*Work to be completed*: Quote every heading or sentence in the blog post below about Darwin and probabilities that mentions Darwin by name.

*Extract provided*:

[START]

Saturday, July 12, 2008

Darwin's Epistemological insight: Unreliability of probabilities.

What are the probabilities of our existence?

OK. There could have been many "existence" so the question should be asked "what is the probability of an existence that is 'interesting'" or something like that.

Technically, we cannot calculate, because we have no knowledge about the variety of processes that could have happen.
But we may try intuitively, with some understanding of the space of possibilities, to gauge. Where are the odds going to land?

In short, I see that it feels that the probability is very low. Not 1 / 1 ^ infinite zeros. But rather 1 / 1 ^ very many zeros.

Darwin killed 99.9999% of the improbability of existence.

But I believe, that while we may (and have to) intuit about these probabilities, we should learn from this experience is how far our estimates can be from the ultimate numbers.

Before Darwin, if asked what are the odds for this world, reply would be infinitely low. Because the probabilities for all these species and their complexity and efficiency is so impossible.

[END]

*Extracted data*:
[START]

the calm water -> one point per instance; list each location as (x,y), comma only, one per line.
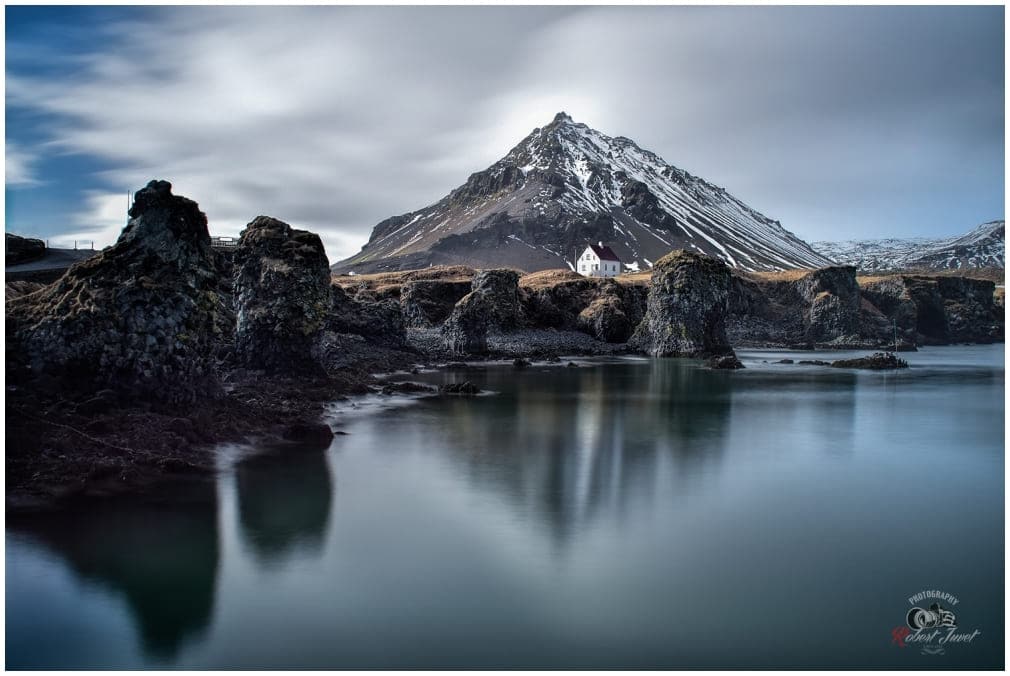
(624,514)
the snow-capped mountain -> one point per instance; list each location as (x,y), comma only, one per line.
(566,186)
(982,248)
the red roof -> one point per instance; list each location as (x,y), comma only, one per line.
(605,253)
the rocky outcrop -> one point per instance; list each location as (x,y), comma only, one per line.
(428,303)
(831,303)
(878,362)
(283,297)
(493,304)
(22,250)
(823,308)
(600,307)
(140,318)
(379,321)
(688,303)
(938,310)
(605,318)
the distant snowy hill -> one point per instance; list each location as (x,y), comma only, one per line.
(982,248)
(566,186)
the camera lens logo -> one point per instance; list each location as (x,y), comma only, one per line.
(935,615)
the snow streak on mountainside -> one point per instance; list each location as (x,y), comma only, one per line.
(982,248)
(566,186)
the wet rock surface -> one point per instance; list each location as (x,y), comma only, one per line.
(493,304)
(877,362)
(465,388)
(728,362)
(688,304)
(283,297)
(140,318)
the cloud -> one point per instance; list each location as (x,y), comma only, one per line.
(333,118)
(18,167)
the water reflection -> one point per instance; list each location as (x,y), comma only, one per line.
(589,509)
(574,445)
(161,555)
(284,502)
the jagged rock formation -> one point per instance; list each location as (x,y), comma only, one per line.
(139,318)
(379,321)
(688,304)
(605,319)
(827,308)
(939,310)
(567,185)
(493,304)
(877,362)
(428,303)
(830,304)
(283,297)
(603,308)
(21,250)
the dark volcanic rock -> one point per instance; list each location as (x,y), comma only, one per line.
(140,318)
(22,250)
(492,305)
(283,298)
(466,387)
(428,303)
(688,302)
(725,362)
(605,318)
(877,362)
(938,310)
(314,435)
(833,301)
(379,321)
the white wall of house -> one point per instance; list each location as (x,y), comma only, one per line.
(590,265)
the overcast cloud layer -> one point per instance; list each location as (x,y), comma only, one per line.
(839,121)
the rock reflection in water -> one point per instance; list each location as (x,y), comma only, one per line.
(284,501)
(574,458)
(162,555)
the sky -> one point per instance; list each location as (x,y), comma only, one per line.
(840,122)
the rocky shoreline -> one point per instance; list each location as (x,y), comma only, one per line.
(135,363)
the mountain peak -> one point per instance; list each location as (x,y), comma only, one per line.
(567,185)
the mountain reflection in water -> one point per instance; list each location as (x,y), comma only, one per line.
(621,514)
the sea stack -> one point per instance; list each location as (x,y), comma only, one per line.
(282,291)
(686,312)
(140,318)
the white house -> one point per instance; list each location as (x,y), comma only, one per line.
(599,261)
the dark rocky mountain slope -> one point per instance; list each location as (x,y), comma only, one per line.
(567,185)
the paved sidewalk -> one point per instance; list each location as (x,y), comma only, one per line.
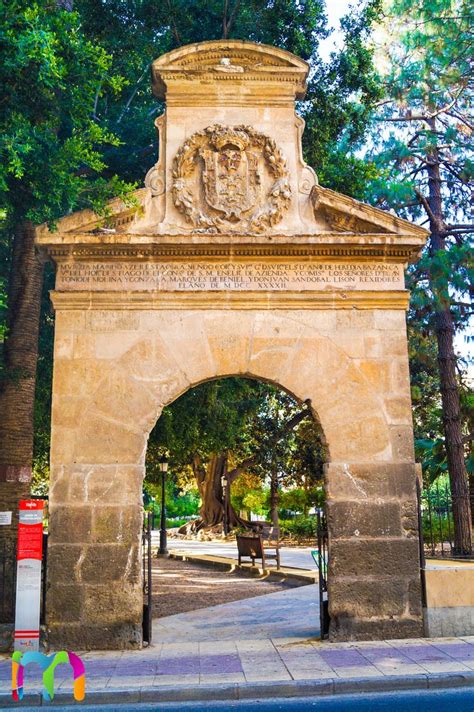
(214,654)
(242,668)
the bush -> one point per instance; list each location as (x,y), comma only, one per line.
(300,527)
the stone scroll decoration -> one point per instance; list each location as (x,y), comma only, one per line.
(231,179)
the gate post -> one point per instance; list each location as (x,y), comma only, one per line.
(374,585)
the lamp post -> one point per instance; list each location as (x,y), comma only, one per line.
(225,511)
(163,551)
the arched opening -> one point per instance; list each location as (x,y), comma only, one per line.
(249,432)
(244,455)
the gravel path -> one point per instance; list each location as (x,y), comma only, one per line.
(180,586)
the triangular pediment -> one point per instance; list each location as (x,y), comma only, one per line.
(347,215)
(236,60)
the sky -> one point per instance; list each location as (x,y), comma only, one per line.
(335,10)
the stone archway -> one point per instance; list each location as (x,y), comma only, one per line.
(301,287)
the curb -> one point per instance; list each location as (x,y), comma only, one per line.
(224,564)
(255,690)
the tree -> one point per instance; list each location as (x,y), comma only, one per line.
(51,163)
(225,429)
(100,106)
(424,152)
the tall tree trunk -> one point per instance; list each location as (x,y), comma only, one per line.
(209,483)
(274,500)
(444,327)
(18,379)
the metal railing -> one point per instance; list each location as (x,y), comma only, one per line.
(446,522)
(323,575)
(147,576)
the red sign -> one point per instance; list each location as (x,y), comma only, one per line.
(30,535)
(30,505)
(28,580)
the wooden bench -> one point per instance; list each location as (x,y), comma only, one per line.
(254,547)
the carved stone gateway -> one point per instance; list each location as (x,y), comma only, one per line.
(236,262)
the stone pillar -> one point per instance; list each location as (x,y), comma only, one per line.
(374,585)
(95,595)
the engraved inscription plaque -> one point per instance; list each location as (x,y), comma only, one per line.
(233,276)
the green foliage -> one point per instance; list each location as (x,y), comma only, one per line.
(50,143)
(256,501)
(300,500)
(87,130)
(422,148)
(300,527)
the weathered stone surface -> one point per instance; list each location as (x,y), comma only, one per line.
(70,525)
(103,636)
(114,604)
(372,598)
(252,269)
(374,557)
(344,628)
(368,480)
(63,560)
(359,519)
(120,524)
(64,602)
(104,563)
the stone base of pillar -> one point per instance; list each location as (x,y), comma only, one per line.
(374,585)
(113,636)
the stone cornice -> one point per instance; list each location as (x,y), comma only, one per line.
(229,300)
(346,214)
(193,68)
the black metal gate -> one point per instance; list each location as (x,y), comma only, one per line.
(323,574)
(147,577)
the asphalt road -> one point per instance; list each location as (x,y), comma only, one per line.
(462,700)
(298,558)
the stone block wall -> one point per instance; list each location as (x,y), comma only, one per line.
(115,370)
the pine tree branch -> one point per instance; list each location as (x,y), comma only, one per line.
(175,29)
(132,95)
(427,207)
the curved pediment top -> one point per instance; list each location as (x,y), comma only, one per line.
(225,59)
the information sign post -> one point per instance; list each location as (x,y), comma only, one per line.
(28,581)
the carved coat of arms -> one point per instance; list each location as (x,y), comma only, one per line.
(233,163)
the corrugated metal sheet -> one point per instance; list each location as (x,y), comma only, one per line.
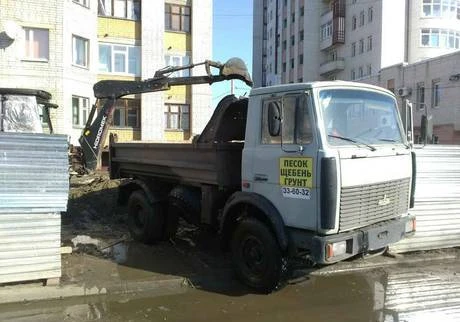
(437,200)
(33,173)
(416,296)
(34,188)
(30,246)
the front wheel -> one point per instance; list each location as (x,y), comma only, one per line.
(256,256)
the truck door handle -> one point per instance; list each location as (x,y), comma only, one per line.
(260,177)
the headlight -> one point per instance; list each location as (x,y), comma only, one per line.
(336,249)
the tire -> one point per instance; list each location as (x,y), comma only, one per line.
(256,256)
(145,219)
(185,202)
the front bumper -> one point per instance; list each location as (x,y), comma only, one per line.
(361,241)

[END]

*Answer below*:
- "Darwin's Epistemological insight: Unreliability of probabilities."
- "Darwin killed 99.9999% of the improbability of existence."
- "Before Darwin, if asked what are the odds for this world, reply would be infinitely low."